> **GIVEN PROBLEM**: Reproduce each of the items below word for word, but omit the pictures.

*****

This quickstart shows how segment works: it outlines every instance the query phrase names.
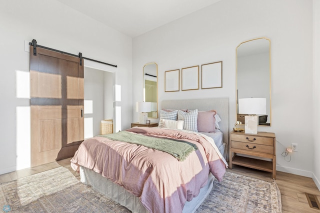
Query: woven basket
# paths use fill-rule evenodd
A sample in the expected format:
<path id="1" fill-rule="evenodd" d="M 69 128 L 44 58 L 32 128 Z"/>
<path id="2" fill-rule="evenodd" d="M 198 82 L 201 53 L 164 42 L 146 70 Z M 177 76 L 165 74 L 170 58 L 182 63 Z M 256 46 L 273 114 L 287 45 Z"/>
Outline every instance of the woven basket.
<path id="1" fill-rule="evenodd" d="M 100 125 L 100 134 L 108 134 L 114 133 L 114 120 L 102 120 Z"/>

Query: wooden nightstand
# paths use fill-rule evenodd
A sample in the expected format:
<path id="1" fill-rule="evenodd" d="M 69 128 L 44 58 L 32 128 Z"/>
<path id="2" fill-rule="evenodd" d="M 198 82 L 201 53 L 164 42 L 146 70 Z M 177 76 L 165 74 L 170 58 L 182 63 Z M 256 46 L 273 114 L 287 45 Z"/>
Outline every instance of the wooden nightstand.
<path id="1" fill-rule="evenodd" d="M 232 131 L 230 133 L 229 168 L 236 164 L 272 172 L 276 179 L 276 135 L 258 132 L 257 134 Z M 233 157 L 232 153 L 234 154 Z M 237 154 L 271 159 L 272 161 L 237 156 Z"/>
<path id="2" fill-rule="evenodd" d="M 142 127 L 156 127 L 158 126 L 158 123 L 150 123 L 150 124 L 143 124 L 137 123 L 131 123 L 131 128 L 134 126 L 142 126 Z"/>

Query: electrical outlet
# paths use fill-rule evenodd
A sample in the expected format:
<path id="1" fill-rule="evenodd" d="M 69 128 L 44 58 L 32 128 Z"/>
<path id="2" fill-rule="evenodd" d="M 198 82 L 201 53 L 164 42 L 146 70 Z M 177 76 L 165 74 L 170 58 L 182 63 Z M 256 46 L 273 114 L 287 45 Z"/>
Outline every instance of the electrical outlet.
<path id="1" fill-rule="evenodd" d="M 291 149 L 294 152 L 298 152 L 298 144 L 291 143 Z"/>

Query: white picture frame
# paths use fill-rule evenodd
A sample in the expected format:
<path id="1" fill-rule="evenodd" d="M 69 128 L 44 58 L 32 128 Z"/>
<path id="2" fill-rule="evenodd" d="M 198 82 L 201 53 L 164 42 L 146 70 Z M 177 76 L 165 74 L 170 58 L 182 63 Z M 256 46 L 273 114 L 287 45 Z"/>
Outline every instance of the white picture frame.
<path id="1" fill-rule="evenodd" d="M 180 90 L 180 70 L 164 72 L 164 92 Z"/>
<path id="2" fill-rule="evenodd" d="M 181 69 L 182 90 L 199 89 L 199 66 Z"/>
<path id="3" fill-rule="evenodd" d="M 222 61 L 201 66 L 201 88 L 222 88 Z"/>

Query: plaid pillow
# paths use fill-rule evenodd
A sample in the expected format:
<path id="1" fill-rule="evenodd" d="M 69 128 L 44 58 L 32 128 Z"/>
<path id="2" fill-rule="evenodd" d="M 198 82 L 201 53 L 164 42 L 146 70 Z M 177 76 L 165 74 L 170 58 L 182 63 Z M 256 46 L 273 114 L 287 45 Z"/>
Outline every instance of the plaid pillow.
<path id="1" fill-rule="evenodd" d="M 198 132 L 196 120 L 198 118 L 198 110 L 196 109 L 190 112 L 178 111 L 178 120 L 184 120 L 184 130 Z"/>
<path id="2" fill-rule="evenodd" d="M 176 120 L 178 115 L 178 110 L 171 112 L 166 112 L 163 110 L 160 110 L 160 120 L 159 121 L 159 125 L 158 126 L 158 127 L 164 127 L 164 122 L 162 120 L 164 119 L 166 120 Z"/>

*****

> **TASK RESULT**:
This quickstart shows how segment works: it outlines every instance the query phrase names.
Query: woven basket
# paths use fill-rule evenodd
A sample in the expected format:
<path id="1" fill-rule="evenodd" d="M 69 128 L 44 58 L 32 128 Z"/>
<path id="2" fill-rule="evenodd" d="M 198 82 L 201 53 L 164 42 L 146 70 Z M 177 76 L 165 74 L 170 58 L 182 63 Z M 256 46 L 273 114 L 287 45 Z"/>
Outline every instance of the woven basket.
<path id="1" fill-rule="evenodd" d="M 100 125 L 100 134 L 108 134 L 114 133 L 114 120 L 102 120 Z"/>

Query: wooden nightstand
# paths use fill-rule evenodd
A sample in the expected format:
<path id="1" fill-rule="evenodd" d="M 69 128 L 44 58 L 32 128 Z"/>
<path id="2" fill-rule="evenodd" d="M 198 82 L 201 53 L 164 42 L 146 70 Z M 177 76 L 165 74 L 170 58 L 182 63 Z M 256 46 L 273 114 L 287 45 Z"/>
Outline every instance of the wooden nightstand.
<path id="1" fill-rule="evenodd" d="M 232 131 L 230 133 L 229 168 L 236 164 L 272 172 L 276 179 L 276 135 L 258 132 L 257 134 Z M 233 157 L 232 153 L 234 154 Z M 237 154 L 271 159 L 272 161 L 237 156 Z"/>
<path id="2" fill-rule="evenodd" d="M 142 127 L 156 127 L 158 126 L 158 123 L 150 123 L 150 124 L 143 124 L 137 123 L 131 123 L 131 128 L 134 126 L 142 126 Z"/>

Query: electrical outlet
# paths use fill-rule evenodd
A sample in the expected format:
<path id="1" fill-rule="evenodd" d="M 69 128 L 44 58 L 32 128 Z"/>
<path id="2" fill-rule="evenodd" d="M 198 82 L 201 53 L 164 42 L 146 70 Z M 177 76 L 165 74 L 170 58 L 182 63 Z M 256 46 L 273 114 L 287 45 Z"/>
Outline every instance of the electrical outlet.
<path id="1" fill-rule="evenodd" d="M 291 149 L 294 152 L 298 152 L 298 144 L 291 143 Z"/>

Query: white picture frame
# paths use fill-rule evenodd
A sample in the expected format:
<path id="1" fill-rule="evenodd" d="M 69 128 L 44 58 L 32 128 Z"/>
<path id="2" fill-rule="evenodd" d="M 198 82 L 201 53 L 164 42 L 146 70 Z M 177 76 L 165 74 L 170 58 L 182 63 Z M 256 46 L 273 114 L 287 45 Z"/>
Outline every instance of the white picture frame.
<path id="1" fill-rule="evenodd" d="M 180 90 L 180 70 L 164 72 L 164 92 Z"/>
<path id="2" fill-rule="evenodd" d="M 181 69 L 182 90 L 199 89 L 199 66 Z"/>
<path id="3" fill-rule="evenodd" d="M 222 61 L 201 66 L 201 88 L 222 88 Z"/>

Query: plaid pillow
# paths use fill-rule evenodd
A sample in the expected format:
<path id="1" fill-rule="evenodd" d="M 69 128 L 44 58 L 32 128 Z"/>
<path id="2" fill-rule="evenodd" d="M 198 82 L 201 53 L 164 42 L 146 70 Z M 177 76 L 165 74 L 170 58 L 182 63 Z M 256 46 L 273 114 L 287 45 Z"/>
Outline every instance of the plaid pillow.
<path id="1" fill-rule="evenodd" d="M 198 132 L 196 120 L 198 118 L 198 110 L 196 109 L 190 112 L 178 111 L 178 120 L 184 120 L 184 130 Z"/>
<path id="2" fill-rule="evenodd" d="M 176 120 L 178 115 L 178 110 L 171 112 L 166 112 L 163 110 L 160 110 L 160 120 L 159 121 L 159 125 L 158 126 L 158 127 L 164 127 L 164 122 L 162 120 L 164 119 L 166 120 Z"/>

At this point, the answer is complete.